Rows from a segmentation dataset
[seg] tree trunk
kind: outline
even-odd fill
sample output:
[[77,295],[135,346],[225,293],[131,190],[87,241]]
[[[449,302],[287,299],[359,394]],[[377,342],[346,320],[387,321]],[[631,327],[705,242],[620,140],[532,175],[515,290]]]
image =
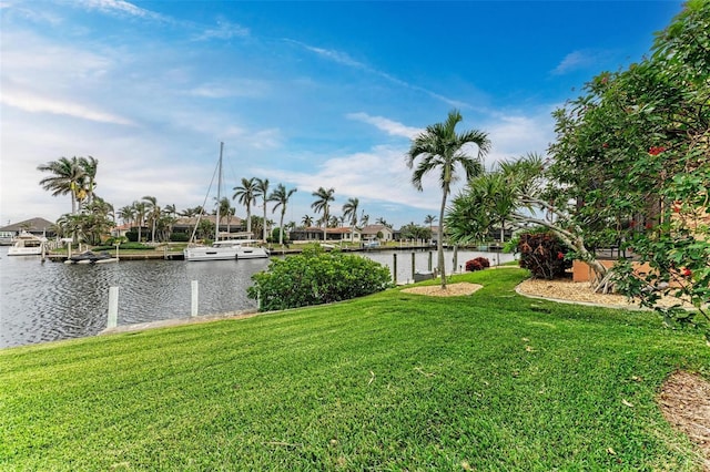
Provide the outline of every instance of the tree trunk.
[[446,290],[446,265],[444,264],[444,211],[446,209],[446,189],[442,197],[442,209],[439,211],[439,230],[436,250],[438,256],[439,277],[442,277],[442,289]]

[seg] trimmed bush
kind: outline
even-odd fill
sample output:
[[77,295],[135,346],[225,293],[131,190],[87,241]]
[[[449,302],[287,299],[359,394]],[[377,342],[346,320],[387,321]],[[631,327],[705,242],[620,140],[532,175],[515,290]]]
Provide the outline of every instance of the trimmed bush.
[[170,235],[170,240],[172,243],[187,243],[190,240],[190,235],[187,233],[172,233]]
[[518,242],[520,267],[530,270],[534,278],[561,278],[572,266],[567,246],[554,233],[525,233]]
[[488,260],[486,257],[476,257],[466,261],[466,270],[468,270],[469,273],[483,270],[488,267],[490,267],[490,260]]
[[273,259],[252,280],[247,296],[261,299],[261,311],[347,300],[392,287],[387,267],[339,250],[325,253],[320,247]]

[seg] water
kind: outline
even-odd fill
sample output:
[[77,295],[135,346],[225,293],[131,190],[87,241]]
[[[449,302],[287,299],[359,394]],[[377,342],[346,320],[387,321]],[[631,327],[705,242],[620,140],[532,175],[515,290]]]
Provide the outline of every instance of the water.
[[[0,348],[101,332],[106,327],[110,287],[119,287],[119,325],[189,317],[192,280],[200,287],[199,315],[255,309],[246,288],[251,276],[268,266],[267,259],[65,265],[7,254],[8,248],[0,247]],[[358,254],[392,270],[395,252]],[[397,281],[412,280],[412,252],[396,254]],[[428,270],[428,254],[415,253],[415,271]],[[478,256],[496,264],[497,255],[459,252],[457,266]],[[501,263],[511,259],[500,255]],[[432,260],[436,266],[436,252]],[[446,266],[450,273],[450,252]]]

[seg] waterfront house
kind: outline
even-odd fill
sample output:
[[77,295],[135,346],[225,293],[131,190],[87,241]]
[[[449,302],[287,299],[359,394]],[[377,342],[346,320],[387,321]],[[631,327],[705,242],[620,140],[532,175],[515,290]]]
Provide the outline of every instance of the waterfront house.
[[17,236],[22,232],[30,233],[34,236],[44,236],[47,238],[54,237],[54,224],[44,218],[31,218],[19,223],[8,224],[0,227],[0,234],[8,234],[10,236]]
[[385,225],[367,225],[362,230],[363,240],[379,240],[386,243],[394,240],[395,232],[389,226]]

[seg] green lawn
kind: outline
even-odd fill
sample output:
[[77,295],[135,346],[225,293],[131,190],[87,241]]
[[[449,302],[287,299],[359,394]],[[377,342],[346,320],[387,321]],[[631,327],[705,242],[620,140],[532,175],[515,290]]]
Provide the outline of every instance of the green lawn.
[[0,470],[700,470],[653,399],[701,335],[524,277],[0,350]]

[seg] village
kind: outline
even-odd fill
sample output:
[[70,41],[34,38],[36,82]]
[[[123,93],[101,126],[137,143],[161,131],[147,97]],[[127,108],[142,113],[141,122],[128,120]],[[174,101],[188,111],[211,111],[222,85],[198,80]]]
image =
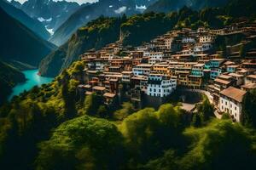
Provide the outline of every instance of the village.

**Problem description**
Rewrite everything from the start of the lines down to the line containing "Provide the outline of every instance of the tree", replacing "sample output" with "example output" and keeping all else unchanged. Leave the picture out of your answer.

**Correct response**
[seg] tree trunk
kind: outline
even-odd fill
example output:
[[77,295],[135,346],[225,293],[131,190],[87,241]]
[[[449,302],[287,299],[359,394]],[[377,342],[346,320],[387,321]],[[631,327],[705,242],[620,140],[532,175],[515,290]]]
image =
Provide the outline of every instance of the tree trunk.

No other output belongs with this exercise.